══ STORED ROWS

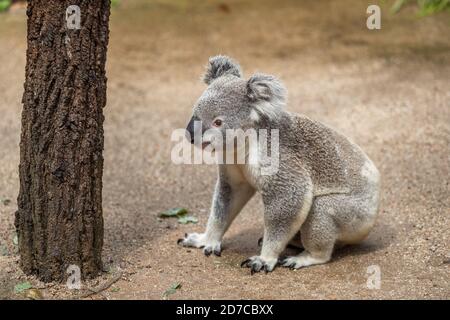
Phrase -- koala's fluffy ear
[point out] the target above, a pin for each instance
(219, 66)
(267, 94)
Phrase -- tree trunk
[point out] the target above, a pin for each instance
(59, 219)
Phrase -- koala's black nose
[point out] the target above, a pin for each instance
(190, 130)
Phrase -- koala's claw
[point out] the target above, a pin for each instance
(257, 264)
(260, 240)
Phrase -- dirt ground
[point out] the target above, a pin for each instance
(388, 90)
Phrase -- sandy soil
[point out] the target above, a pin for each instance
(388, 90)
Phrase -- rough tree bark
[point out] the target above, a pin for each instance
(59, 219)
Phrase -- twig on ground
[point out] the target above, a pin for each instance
(100, 288)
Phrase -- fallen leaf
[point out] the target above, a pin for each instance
(187, 219)
(173, 288)
(34, 294)
(174, 212)
(19, 288)
(4, 250)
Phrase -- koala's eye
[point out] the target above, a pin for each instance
(217, 123)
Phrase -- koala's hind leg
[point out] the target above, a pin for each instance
(284, 214)
(318, 236)
(296, 241)
(334, 220)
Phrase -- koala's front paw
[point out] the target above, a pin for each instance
(257, 263)
(199, 240)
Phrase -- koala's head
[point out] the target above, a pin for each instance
(231, 102)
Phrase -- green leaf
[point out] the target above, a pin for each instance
(398, 4)
(174, 212)
(173, 288)
(19, 288)
(187, 219)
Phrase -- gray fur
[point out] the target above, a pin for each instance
(219, 66)
(325, 192)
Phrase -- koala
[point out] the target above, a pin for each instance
(324, 194)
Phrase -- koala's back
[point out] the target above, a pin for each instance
(334, 163)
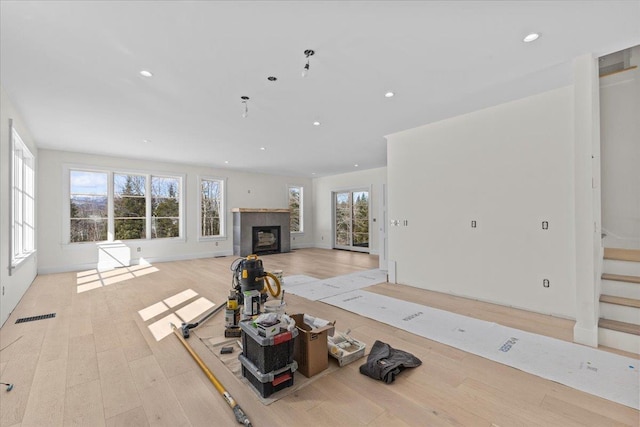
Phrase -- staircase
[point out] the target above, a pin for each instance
(619, 324)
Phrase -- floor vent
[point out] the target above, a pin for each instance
(31, 319)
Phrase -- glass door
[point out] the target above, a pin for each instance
(351, 220)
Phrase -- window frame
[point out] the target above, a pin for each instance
(223, 209)
(22, 244)
(301, 208)
(66, 194)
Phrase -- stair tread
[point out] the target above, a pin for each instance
(616, 325)
(622, 254)
(629, 302)
(620, 278)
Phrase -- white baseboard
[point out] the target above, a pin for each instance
(586, 336)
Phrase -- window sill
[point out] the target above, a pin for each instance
(212, 238)
(132, 242)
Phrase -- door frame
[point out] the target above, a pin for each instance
(334, 244)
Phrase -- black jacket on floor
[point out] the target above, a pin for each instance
(385, 362)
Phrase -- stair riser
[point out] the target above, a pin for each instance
(625, 268)
(621, 289)
(620, 313)
(619, 340)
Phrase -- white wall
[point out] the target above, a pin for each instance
(373, 179)
(12, 287)
(244, 190)
(509, 167)
(620, 112)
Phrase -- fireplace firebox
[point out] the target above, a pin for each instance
(265, 239)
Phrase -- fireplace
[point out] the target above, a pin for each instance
(246, 220)
(265, 239)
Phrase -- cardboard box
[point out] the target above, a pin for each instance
(310, 348)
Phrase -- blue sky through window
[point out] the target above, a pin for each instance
(88, 182)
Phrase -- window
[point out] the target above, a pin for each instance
(88, 206)
(165, 207)
(211, 207)
(295, 208)
(123, 206)
(129, 206)
(22, 199)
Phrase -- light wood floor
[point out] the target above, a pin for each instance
(96, 363)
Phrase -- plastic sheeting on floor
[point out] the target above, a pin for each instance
(607, 375)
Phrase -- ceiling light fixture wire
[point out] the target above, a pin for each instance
(245, 107)
(307, 54)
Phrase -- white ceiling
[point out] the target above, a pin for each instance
(72, 71)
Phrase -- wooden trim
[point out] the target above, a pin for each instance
(620, 278)
(619, 254)
(627, 302)
(633, 67)
(615, 325)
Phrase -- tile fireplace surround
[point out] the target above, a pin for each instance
(244, 219)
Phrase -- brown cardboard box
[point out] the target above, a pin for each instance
(310, 348)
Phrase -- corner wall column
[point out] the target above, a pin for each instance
(588, 251)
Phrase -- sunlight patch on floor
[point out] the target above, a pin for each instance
(180, 298)
(195, 309)
(161, 328)
(94, 279)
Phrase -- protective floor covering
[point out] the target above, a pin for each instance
(604, 374)
(317, 289)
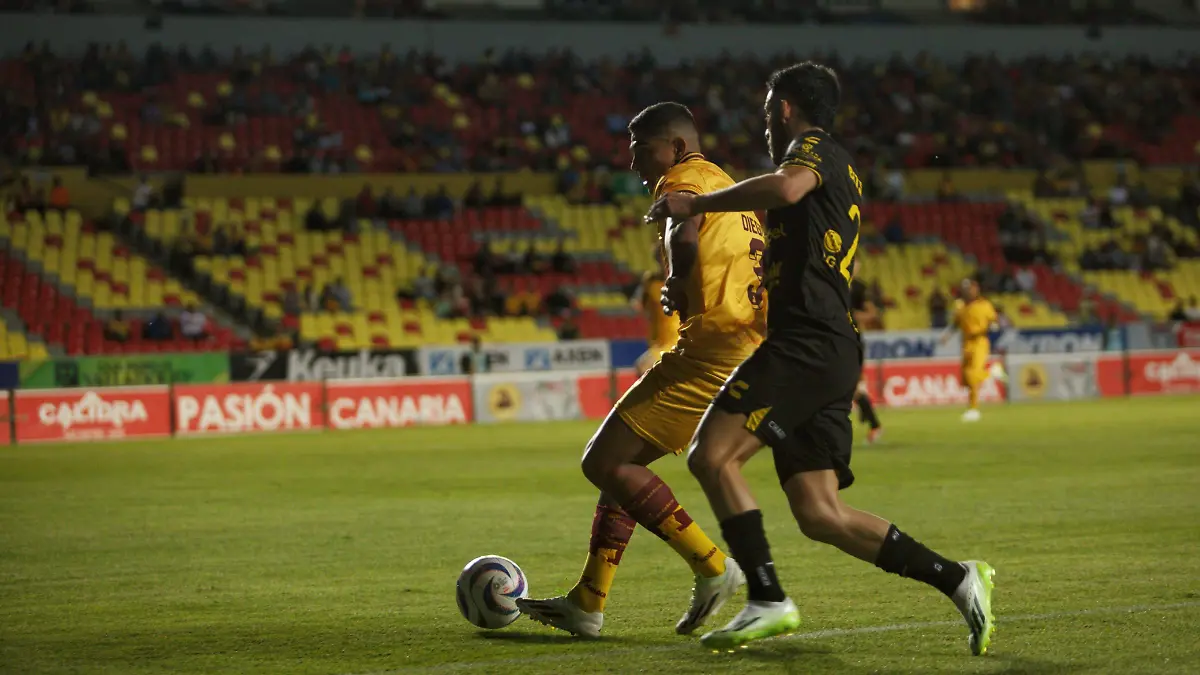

════

How many lines in the listing above contain the string "tree"? Letter case matters, and the reply should be only the number.

2